Document text =
=== Section Start ===
The key to skin cancer survival is early detection.
The great thing about skin cancers is that it is on an area you can see – your skin.
It is therefore really important you know what is normally on your skin so you can detect something new or changing. Like most cancers, early skin cancers do not have any symptoms so we rely on you or your doctor picking up changes early before they cause symptoms.
You can check your skin at home and getting into a regular habit of doing this could help you pick up a concern.
How to do a skin check at home:
- Undress completely and make sure you have good light
- Have a look at the skin covering your entire body. If you have not done this before just try and make note of what is there already, what is normal.
- Check in places that may not ever have been exposed to the sun and areas such as the soles of the feet, between fingers and toes and under nails.
- Use a mirror to check hard to see spots, like your back and scalp, or get a family member, partner or friend to check for you.
Learn what is normal for you, but also look for “ugly ducklings”, moles or spots that do not seem to fit the pattern of other lesions on your skin.
=== Section End ===
Raw data =
=== Section Start ===
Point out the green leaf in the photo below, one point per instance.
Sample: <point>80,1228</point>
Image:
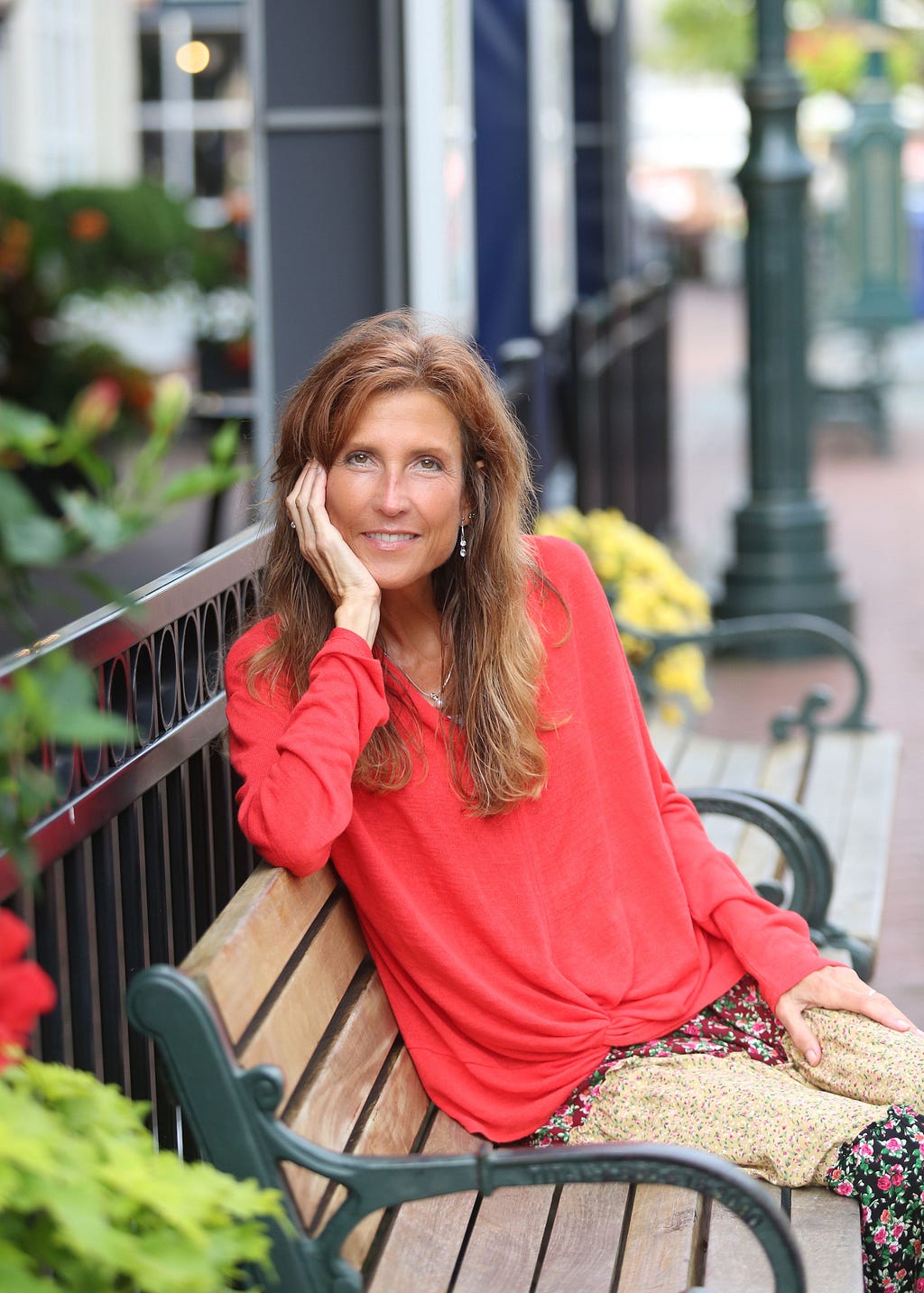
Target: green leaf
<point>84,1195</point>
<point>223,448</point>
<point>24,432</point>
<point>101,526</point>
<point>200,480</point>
=== Section End ===
=== Section Start ===
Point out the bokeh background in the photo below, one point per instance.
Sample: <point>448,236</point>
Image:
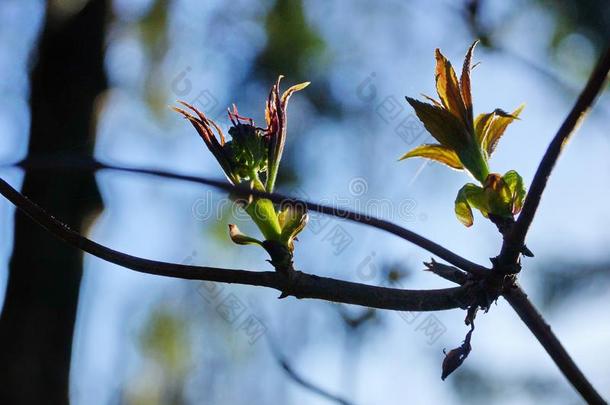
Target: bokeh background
=== Section End ===
=== Section Start ===
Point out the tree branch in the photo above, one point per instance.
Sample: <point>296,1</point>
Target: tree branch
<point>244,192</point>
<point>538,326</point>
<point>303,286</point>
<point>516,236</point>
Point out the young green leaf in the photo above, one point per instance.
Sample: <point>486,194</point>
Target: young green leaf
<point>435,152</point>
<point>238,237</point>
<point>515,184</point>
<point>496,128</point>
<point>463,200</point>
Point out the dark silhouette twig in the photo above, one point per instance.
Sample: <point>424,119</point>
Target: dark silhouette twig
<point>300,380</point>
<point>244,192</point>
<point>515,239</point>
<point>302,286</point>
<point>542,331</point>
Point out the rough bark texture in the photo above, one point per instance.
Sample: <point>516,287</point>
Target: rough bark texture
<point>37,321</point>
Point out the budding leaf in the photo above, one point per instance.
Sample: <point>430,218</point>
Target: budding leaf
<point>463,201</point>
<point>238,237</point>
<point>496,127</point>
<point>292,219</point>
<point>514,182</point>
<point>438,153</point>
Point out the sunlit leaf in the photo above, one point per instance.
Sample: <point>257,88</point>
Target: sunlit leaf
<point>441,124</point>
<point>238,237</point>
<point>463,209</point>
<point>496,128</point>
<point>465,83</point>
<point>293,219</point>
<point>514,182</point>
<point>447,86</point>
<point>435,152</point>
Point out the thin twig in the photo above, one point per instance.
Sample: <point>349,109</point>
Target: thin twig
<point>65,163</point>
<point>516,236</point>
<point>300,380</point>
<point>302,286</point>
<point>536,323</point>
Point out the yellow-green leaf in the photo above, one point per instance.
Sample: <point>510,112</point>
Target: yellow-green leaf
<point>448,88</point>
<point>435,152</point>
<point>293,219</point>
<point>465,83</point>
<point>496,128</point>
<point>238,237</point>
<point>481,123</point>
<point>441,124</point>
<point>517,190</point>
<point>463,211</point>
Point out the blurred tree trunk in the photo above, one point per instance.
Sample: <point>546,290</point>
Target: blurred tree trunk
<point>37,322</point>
=== Section End ===
Explore the material =
**a.** What does the skin cancer text call moles or spots that do not seem to fit the pattern of other lesions on your skin?
**b.** Quote the part of the skin cancer text that opens with the words containing "The great thing" and closes with "and under nails.".
The listing comes from a different source than the skin cancer text.

Answer section =
**a.** Ugly ducklings.

**b.**
The great thing about skin cancers is that it is on an area you can see – your skin.
It is therefore really important you know what is normally on your skin so you can detect something new or changing. Like most cancers, early skin cancers do not have any symptoms so we rely on you or your doctor picking up changes early before they cause symptoms.
You can check your skin at home and getting into a regular habit of doing this could help you pick up a concern.
How to do a skin check at home:
- Undress completely and make sure you have good light
- Have a look at the skin covering your entire body. If you have not done this before just try and make note of what is there already, what is normal.
- Check in places that may not ever have been exposed to the sun and areas such as the soles of the feet, between fingers and toes and under nails.